• _Aim of the exercise_:
Leaving pictures aside, set down each line exactly, from the first line of the data to the line with "find owl brow", both included.

• _Task input_:
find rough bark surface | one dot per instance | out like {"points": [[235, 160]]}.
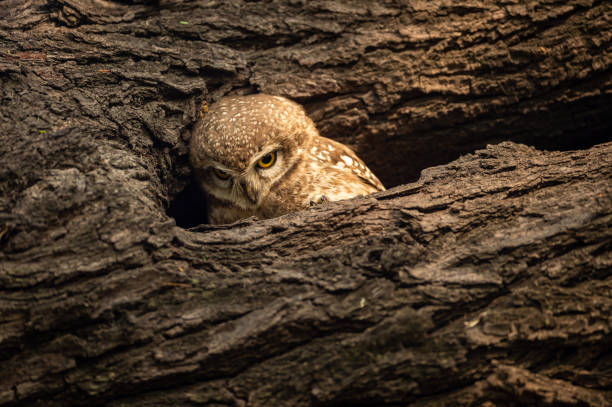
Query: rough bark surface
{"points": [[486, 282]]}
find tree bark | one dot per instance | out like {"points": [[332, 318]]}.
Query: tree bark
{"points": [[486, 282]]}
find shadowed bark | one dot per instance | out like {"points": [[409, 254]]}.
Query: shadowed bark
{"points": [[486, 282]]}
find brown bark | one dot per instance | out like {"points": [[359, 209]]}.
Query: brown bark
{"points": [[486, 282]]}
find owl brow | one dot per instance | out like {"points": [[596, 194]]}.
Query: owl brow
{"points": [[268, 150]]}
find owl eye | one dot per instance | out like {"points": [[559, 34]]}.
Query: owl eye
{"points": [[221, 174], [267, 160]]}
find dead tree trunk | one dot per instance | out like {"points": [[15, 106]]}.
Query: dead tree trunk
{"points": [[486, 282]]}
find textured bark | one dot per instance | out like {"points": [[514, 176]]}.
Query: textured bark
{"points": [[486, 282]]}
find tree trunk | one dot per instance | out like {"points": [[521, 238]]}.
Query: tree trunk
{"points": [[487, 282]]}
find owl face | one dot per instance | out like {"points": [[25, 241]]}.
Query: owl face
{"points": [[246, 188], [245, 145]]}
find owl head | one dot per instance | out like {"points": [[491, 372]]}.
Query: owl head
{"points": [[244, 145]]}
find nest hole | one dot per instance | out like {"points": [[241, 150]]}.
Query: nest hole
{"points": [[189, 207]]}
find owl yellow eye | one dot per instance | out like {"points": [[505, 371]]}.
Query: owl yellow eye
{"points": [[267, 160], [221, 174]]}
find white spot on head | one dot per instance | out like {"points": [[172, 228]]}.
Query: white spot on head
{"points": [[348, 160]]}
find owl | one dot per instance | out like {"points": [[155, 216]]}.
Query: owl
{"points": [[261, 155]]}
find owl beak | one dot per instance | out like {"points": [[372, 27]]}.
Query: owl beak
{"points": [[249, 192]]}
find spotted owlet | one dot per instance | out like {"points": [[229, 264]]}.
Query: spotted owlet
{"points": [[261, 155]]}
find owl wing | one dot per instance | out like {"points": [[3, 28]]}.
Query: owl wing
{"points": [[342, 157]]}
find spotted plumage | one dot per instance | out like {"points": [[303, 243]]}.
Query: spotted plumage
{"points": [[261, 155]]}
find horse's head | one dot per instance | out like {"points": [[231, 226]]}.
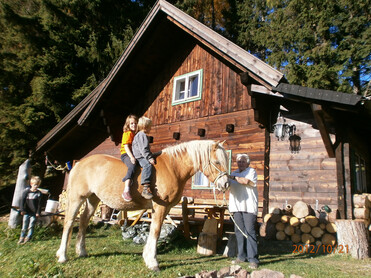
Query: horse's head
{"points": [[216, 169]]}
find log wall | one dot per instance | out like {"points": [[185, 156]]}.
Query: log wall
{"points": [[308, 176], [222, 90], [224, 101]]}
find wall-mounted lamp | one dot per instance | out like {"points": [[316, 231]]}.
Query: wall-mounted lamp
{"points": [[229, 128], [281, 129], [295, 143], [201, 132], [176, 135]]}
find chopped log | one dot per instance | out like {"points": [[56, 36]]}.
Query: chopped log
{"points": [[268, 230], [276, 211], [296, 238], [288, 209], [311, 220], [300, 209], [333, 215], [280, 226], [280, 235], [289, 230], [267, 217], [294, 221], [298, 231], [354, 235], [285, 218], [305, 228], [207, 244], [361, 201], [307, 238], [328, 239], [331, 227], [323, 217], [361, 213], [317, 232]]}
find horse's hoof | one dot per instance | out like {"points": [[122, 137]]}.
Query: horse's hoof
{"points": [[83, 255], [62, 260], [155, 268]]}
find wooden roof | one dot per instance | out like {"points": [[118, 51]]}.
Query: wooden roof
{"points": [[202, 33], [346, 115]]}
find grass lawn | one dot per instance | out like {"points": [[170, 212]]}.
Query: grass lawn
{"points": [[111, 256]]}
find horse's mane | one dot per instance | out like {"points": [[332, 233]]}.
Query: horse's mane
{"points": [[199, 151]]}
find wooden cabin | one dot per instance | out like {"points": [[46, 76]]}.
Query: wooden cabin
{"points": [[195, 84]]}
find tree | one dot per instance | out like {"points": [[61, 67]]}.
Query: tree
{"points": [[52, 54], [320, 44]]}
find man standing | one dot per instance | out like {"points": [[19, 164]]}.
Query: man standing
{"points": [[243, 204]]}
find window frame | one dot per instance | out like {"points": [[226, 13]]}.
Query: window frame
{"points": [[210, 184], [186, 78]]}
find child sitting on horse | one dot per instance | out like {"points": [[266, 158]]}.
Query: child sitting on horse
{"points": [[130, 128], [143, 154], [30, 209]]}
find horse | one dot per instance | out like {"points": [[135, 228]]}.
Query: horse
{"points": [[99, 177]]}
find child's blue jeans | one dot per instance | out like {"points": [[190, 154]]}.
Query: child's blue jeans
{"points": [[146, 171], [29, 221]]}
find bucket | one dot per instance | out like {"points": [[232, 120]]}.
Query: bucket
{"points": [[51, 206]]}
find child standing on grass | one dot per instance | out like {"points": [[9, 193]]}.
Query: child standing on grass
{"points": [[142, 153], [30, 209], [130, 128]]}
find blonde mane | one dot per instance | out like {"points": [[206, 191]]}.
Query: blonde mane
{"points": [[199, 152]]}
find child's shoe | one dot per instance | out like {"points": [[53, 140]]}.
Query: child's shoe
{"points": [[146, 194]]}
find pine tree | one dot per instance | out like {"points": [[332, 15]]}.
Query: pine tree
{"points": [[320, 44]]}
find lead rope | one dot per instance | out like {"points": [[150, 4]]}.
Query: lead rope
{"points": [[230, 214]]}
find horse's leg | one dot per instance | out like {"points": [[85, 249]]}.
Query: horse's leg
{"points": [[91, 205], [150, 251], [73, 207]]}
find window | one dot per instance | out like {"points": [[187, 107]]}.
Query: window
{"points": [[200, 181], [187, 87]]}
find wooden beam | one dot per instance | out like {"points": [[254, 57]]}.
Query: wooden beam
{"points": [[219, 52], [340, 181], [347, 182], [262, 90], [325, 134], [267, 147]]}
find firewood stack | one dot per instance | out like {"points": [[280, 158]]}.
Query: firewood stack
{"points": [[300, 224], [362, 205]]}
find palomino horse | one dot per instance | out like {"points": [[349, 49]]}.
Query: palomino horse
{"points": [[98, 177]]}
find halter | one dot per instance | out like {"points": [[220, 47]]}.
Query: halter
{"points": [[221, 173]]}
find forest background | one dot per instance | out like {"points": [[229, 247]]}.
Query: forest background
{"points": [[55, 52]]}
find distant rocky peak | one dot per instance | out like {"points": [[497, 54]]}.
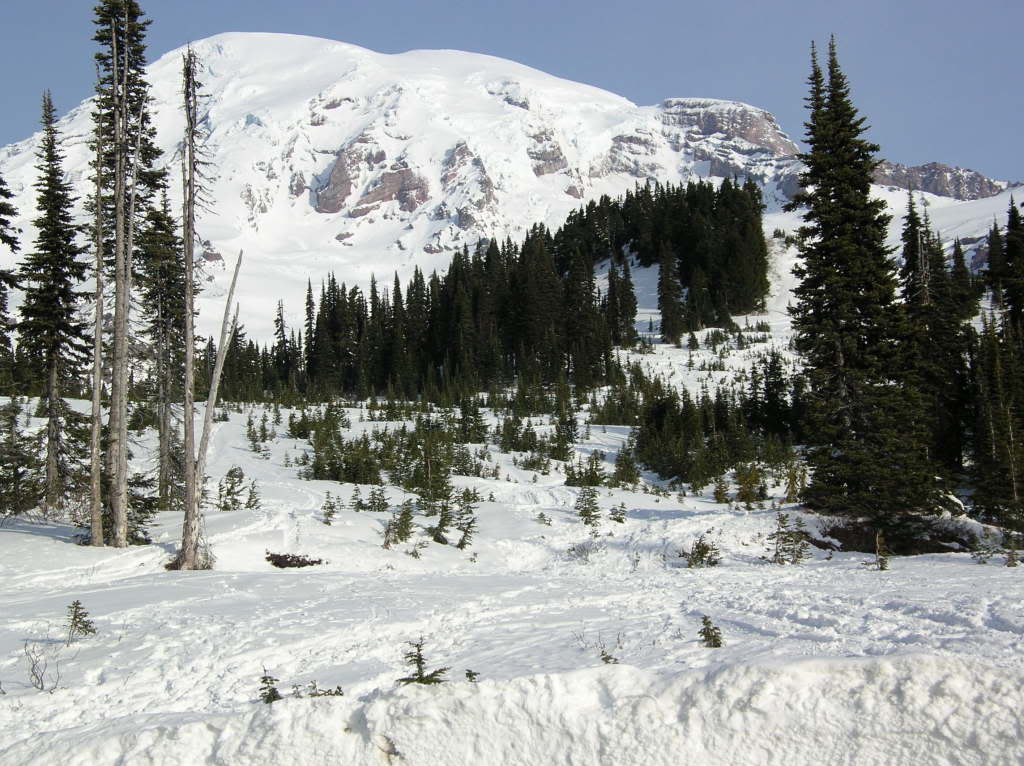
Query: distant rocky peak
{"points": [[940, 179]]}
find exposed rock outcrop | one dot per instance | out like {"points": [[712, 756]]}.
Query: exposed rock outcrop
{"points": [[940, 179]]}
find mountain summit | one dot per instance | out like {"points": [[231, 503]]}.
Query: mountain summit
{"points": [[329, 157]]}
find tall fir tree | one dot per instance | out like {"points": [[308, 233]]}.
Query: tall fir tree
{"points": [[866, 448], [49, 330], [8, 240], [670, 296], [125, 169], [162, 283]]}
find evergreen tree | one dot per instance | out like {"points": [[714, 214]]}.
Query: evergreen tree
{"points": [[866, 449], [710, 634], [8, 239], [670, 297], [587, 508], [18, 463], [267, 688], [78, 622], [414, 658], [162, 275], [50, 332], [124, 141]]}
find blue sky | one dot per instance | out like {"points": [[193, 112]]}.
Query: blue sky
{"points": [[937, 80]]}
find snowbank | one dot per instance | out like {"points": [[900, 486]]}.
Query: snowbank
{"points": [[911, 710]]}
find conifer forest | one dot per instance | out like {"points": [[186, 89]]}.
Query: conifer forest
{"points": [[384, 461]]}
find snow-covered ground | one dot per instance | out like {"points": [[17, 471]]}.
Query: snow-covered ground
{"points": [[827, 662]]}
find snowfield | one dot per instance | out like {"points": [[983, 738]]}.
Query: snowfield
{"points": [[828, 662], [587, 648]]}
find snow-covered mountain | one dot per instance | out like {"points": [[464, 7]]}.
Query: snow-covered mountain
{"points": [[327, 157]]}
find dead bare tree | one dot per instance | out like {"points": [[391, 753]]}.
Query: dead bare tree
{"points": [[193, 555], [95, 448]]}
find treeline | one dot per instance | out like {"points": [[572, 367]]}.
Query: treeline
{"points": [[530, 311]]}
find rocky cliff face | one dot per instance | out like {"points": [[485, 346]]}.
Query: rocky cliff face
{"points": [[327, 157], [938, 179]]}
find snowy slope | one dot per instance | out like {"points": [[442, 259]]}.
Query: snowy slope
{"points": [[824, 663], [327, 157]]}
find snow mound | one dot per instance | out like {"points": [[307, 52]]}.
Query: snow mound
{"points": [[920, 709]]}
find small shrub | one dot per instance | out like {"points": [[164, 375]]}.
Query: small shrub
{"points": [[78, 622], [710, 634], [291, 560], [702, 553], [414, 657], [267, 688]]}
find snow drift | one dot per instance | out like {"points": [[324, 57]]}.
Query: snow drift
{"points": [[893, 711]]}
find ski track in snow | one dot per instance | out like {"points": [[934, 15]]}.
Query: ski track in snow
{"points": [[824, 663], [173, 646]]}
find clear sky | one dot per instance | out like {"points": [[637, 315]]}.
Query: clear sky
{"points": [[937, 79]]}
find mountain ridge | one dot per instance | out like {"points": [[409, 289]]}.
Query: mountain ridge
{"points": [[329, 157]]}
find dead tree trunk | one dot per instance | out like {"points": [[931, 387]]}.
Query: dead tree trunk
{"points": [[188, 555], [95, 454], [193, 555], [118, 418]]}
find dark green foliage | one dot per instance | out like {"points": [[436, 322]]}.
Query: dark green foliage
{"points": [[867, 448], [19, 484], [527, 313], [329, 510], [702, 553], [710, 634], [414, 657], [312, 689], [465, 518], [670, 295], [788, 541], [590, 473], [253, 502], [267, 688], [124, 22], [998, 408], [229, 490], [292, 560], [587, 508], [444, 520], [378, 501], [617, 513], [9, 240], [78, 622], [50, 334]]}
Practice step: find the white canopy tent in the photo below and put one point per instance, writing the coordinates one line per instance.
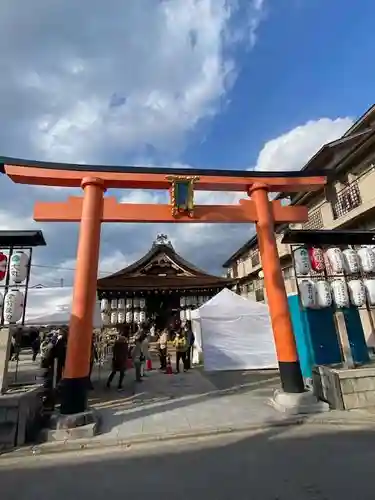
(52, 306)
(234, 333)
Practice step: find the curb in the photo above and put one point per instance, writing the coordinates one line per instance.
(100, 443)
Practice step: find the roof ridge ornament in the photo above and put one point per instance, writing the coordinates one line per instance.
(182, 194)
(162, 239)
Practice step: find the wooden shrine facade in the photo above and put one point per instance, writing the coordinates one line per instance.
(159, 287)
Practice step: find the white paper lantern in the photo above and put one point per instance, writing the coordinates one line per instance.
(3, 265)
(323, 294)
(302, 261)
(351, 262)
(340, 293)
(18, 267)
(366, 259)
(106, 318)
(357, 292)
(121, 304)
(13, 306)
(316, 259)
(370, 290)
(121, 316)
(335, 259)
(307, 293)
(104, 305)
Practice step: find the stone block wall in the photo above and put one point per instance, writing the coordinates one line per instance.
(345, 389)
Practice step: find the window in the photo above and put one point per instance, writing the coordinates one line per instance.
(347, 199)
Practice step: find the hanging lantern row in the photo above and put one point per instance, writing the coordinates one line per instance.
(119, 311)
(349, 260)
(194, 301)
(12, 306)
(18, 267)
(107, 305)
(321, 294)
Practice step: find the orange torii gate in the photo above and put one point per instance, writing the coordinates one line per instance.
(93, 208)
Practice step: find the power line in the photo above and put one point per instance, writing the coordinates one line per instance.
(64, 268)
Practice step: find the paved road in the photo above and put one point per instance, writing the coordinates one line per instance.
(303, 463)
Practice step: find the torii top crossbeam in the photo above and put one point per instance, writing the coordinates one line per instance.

• _Result of this exercise_:
find rough bark surface | one dot per instance | out like {"points": [[235, 160]]}.
Query: rough bark surface
{"points": [[486, 282]]}
find tree bark | one dot per instance | out like {"points": [[332, 318]]}.
Query: tree bark
{"points": [[486, 282]]}
find shadowed bark | one dot per instance | out like {"points": [[409, 254]]}.
Query: shadowed bark
{"points": [[486, 282]]}
find brown bark | one dot per instance | out like {"points": [[359, 209]]}.
Query: brown bark
{"points": [[486, 282]]}
find owl brow | one dot per instance | out like {"points": [[596, 194]]}.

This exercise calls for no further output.